- WHAT TO WORK ON: Your output should be the lines of the data that follow, reproduced exactly from the first through the line bearing "Mark the green feather.".

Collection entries
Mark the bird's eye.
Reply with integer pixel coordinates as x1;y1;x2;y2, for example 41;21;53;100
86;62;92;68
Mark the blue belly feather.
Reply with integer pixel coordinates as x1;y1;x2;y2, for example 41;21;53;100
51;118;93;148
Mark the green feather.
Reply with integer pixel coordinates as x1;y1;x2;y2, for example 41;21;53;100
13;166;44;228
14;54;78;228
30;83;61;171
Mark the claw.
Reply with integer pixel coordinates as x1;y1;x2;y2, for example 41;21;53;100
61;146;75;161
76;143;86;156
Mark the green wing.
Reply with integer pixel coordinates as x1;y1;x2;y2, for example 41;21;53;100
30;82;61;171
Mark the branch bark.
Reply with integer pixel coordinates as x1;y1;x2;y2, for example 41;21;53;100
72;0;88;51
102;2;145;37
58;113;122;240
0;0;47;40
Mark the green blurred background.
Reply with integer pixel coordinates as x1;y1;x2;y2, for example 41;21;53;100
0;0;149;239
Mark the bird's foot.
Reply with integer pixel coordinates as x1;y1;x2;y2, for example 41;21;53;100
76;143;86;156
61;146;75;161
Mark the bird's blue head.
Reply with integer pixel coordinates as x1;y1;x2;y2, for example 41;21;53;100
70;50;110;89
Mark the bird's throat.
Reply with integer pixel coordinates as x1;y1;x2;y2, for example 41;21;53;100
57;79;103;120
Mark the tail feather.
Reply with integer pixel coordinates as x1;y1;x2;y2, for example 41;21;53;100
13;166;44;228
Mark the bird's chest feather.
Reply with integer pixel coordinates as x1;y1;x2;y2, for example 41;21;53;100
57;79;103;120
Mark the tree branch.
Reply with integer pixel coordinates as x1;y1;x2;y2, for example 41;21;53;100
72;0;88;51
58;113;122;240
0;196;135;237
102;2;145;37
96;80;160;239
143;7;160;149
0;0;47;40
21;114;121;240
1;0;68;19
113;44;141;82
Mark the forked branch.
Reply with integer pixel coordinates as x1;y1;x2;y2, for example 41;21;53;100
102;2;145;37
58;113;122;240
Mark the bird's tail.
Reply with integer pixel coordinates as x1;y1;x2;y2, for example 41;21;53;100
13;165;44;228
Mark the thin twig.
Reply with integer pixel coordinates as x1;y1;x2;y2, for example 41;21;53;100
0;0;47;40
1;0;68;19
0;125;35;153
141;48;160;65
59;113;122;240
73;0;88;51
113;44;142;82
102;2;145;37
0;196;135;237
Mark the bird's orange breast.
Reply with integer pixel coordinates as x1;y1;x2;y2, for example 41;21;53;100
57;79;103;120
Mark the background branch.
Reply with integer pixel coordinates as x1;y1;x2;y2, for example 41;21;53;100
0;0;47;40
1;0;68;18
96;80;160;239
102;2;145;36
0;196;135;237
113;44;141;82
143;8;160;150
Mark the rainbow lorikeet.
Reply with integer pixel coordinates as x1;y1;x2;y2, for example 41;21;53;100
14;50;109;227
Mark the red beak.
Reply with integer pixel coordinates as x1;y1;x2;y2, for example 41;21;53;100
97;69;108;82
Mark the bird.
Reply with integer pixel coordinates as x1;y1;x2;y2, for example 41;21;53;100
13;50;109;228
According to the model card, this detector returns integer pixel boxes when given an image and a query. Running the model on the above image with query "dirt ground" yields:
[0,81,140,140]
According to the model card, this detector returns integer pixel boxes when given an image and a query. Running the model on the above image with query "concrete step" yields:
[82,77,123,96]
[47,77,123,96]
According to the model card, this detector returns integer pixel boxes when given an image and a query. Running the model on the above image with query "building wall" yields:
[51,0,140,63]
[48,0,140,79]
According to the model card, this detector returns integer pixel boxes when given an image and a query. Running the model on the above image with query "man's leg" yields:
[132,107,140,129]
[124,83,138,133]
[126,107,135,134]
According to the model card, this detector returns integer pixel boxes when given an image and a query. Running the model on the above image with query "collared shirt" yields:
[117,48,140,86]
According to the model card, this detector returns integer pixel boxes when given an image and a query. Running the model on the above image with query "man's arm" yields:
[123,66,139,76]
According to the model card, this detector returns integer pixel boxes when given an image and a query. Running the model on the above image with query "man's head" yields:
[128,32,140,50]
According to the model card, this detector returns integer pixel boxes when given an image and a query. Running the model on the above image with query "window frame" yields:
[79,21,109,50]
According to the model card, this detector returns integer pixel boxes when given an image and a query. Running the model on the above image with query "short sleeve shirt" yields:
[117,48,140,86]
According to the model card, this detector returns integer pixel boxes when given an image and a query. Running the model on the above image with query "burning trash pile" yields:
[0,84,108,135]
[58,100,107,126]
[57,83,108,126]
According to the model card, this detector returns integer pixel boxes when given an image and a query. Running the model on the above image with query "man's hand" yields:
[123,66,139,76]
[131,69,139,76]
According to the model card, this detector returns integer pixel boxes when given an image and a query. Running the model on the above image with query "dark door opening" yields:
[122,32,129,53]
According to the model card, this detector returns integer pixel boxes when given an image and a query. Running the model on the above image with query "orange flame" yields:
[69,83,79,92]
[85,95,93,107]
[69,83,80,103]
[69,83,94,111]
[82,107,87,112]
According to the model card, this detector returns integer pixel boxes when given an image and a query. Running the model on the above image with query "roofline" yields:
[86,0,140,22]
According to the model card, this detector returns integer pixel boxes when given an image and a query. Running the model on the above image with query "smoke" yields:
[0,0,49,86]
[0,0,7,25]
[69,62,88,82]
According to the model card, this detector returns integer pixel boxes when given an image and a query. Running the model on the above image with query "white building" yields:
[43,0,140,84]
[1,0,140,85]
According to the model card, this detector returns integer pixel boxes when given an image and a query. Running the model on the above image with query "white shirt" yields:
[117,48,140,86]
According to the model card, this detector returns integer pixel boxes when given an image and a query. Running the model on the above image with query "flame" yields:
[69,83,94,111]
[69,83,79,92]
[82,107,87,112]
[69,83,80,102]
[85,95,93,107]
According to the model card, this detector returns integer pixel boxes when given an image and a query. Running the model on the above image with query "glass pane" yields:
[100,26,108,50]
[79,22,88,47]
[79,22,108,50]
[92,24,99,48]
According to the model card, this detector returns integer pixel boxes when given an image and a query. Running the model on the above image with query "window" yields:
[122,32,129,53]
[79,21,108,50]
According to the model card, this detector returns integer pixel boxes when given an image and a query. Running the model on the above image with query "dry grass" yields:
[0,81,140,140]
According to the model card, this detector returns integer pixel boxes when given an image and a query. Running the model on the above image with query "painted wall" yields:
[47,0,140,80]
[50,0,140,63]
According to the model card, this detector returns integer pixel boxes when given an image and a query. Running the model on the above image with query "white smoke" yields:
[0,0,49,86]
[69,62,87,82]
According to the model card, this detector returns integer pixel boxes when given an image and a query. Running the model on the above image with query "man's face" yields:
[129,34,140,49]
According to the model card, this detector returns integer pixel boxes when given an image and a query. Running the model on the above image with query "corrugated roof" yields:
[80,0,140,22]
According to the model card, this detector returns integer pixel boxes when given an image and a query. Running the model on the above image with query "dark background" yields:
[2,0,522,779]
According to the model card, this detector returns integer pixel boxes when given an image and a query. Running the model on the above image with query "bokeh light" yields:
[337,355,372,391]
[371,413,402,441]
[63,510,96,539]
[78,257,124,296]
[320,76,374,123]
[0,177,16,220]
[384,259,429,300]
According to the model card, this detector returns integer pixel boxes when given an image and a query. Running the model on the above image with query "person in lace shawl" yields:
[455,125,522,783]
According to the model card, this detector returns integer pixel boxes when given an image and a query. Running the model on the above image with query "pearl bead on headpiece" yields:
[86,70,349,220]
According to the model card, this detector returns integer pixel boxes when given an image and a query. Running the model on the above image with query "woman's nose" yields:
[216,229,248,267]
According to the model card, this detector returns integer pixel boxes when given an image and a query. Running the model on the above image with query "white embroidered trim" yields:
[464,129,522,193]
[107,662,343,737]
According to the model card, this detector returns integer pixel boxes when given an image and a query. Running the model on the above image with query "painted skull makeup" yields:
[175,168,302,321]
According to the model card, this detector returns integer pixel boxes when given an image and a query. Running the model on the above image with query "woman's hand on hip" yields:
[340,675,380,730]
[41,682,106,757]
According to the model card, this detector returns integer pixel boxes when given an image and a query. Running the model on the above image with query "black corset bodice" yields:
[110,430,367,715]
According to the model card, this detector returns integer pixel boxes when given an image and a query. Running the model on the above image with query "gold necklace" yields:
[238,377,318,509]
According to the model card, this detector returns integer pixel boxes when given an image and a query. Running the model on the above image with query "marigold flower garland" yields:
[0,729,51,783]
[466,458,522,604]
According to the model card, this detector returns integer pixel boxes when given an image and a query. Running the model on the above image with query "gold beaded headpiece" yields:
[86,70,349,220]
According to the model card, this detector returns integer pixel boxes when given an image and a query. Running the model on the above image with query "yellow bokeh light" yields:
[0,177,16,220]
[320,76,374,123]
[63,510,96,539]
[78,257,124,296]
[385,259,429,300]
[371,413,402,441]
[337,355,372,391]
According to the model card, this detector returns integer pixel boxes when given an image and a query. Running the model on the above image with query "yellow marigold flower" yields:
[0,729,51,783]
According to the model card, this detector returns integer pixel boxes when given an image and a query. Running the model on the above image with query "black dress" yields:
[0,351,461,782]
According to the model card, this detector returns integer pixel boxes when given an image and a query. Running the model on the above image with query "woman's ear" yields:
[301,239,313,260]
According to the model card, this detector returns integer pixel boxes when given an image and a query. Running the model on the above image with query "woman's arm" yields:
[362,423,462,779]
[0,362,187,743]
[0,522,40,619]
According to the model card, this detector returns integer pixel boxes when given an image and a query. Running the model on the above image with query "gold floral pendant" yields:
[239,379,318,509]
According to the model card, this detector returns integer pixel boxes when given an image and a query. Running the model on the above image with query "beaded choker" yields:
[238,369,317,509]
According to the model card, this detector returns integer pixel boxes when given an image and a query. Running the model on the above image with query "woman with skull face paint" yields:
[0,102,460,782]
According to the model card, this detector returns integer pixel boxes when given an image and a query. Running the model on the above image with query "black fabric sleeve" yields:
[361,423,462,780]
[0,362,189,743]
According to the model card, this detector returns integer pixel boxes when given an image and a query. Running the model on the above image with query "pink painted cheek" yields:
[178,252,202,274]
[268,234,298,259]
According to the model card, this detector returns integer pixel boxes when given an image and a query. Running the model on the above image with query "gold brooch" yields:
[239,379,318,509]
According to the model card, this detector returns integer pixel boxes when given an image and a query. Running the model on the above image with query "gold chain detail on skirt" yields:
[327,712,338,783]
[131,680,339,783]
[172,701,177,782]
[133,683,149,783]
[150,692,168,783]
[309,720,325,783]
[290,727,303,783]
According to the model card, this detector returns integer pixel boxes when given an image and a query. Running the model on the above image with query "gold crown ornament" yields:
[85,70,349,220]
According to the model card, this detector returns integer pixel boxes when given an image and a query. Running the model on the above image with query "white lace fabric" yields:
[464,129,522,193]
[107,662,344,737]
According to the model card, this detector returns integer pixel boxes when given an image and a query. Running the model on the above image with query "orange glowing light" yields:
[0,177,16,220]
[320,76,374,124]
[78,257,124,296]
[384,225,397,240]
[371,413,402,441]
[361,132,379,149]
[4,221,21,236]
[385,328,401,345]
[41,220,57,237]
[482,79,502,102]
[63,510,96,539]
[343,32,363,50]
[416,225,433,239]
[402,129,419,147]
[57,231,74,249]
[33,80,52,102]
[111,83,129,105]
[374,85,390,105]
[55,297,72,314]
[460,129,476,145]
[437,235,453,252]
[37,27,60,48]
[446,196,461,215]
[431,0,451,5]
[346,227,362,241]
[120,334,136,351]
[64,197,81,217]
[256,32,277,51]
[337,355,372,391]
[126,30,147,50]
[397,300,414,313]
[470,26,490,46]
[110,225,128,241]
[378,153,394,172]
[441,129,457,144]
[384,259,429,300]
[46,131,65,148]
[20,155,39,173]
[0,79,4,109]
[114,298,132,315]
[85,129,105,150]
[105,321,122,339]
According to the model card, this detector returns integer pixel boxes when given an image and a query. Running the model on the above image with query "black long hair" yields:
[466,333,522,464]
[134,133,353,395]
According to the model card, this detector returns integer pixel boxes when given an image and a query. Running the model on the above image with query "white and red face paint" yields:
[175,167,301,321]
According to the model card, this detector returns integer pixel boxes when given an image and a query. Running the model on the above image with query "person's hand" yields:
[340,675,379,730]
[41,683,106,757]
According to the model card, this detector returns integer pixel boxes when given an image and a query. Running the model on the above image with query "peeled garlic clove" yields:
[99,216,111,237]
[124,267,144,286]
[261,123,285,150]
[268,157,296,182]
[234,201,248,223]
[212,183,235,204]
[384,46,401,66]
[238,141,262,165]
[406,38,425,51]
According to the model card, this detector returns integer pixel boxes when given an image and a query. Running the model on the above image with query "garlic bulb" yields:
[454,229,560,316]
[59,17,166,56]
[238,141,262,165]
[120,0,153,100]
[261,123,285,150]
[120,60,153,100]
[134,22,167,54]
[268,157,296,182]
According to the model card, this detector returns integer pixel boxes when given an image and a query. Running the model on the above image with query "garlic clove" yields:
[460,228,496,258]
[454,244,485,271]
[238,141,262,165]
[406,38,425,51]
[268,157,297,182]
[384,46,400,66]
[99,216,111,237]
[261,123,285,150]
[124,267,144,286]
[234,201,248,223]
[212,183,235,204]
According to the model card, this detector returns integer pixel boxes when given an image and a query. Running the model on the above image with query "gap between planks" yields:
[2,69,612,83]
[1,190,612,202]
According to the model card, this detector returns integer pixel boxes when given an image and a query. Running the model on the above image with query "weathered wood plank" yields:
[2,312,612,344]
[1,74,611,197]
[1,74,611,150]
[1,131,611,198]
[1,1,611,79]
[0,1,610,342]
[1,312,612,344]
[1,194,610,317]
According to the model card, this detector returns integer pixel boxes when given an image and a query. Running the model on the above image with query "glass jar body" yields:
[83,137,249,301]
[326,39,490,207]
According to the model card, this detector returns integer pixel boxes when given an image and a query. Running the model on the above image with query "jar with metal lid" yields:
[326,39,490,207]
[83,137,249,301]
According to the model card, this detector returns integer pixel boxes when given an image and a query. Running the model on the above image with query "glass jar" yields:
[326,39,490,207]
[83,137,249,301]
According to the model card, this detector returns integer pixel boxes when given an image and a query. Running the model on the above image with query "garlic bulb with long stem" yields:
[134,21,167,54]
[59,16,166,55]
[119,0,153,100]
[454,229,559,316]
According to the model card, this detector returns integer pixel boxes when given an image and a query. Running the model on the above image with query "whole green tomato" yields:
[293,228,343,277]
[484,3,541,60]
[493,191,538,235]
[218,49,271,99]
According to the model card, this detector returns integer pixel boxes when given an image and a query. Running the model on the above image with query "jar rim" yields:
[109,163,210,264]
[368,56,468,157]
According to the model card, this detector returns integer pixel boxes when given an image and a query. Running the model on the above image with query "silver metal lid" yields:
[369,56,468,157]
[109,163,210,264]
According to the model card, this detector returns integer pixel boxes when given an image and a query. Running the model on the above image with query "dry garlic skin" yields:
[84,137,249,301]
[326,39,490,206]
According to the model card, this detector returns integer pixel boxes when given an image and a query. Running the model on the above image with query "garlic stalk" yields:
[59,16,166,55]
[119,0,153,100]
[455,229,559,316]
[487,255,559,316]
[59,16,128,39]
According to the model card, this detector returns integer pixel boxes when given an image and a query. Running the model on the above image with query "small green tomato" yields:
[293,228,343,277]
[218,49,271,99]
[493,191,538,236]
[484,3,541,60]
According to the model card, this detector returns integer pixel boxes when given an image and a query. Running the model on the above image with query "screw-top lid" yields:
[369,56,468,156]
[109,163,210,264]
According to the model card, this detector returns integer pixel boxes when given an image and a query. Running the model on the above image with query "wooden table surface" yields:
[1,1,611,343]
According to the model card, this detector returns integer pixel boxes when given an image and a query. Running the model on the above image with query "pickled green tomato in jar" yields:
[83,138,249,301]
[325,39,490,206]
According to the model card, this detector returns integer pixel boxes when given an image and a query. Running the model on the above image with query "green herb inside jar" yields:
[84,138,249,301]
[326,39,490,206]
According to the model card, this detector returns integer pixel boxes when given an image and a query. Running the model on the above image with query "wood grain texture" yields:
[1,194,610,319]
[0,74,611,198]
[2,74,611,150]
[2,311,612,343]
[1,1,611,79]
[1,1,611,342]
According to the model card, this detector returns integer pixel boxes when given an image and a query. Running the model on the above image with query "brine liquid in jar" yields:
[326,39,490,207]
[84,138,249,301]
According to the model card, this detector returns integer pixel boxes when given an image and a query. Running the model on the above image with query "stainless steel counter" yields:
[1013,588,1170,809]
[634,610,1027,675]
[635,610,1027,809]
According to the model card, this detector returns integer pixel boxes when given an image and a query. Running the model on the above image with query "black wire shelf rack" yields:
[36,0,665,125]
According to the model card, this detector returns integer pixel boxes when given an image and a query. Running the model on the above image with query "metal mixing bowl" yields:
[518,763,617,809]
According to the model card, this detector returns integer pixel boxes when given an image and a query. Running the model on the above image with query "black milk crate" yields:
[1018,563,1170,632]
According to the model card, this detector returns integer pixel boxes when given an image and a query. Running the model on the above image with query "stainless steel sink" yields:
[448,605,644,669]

- WRITTEN RESPONSE:
Mark the bird's eye.
Reply with integer pixel coordinates as x1;y1;x2;y2, for example 41;21;53;100
86;62;92;68
Mark the blue belly feather.
Reply with integer pixel coordinates as x1;y1;x2;y2, for example 41;21;53;100
51;118;93;148
Mark the green feather.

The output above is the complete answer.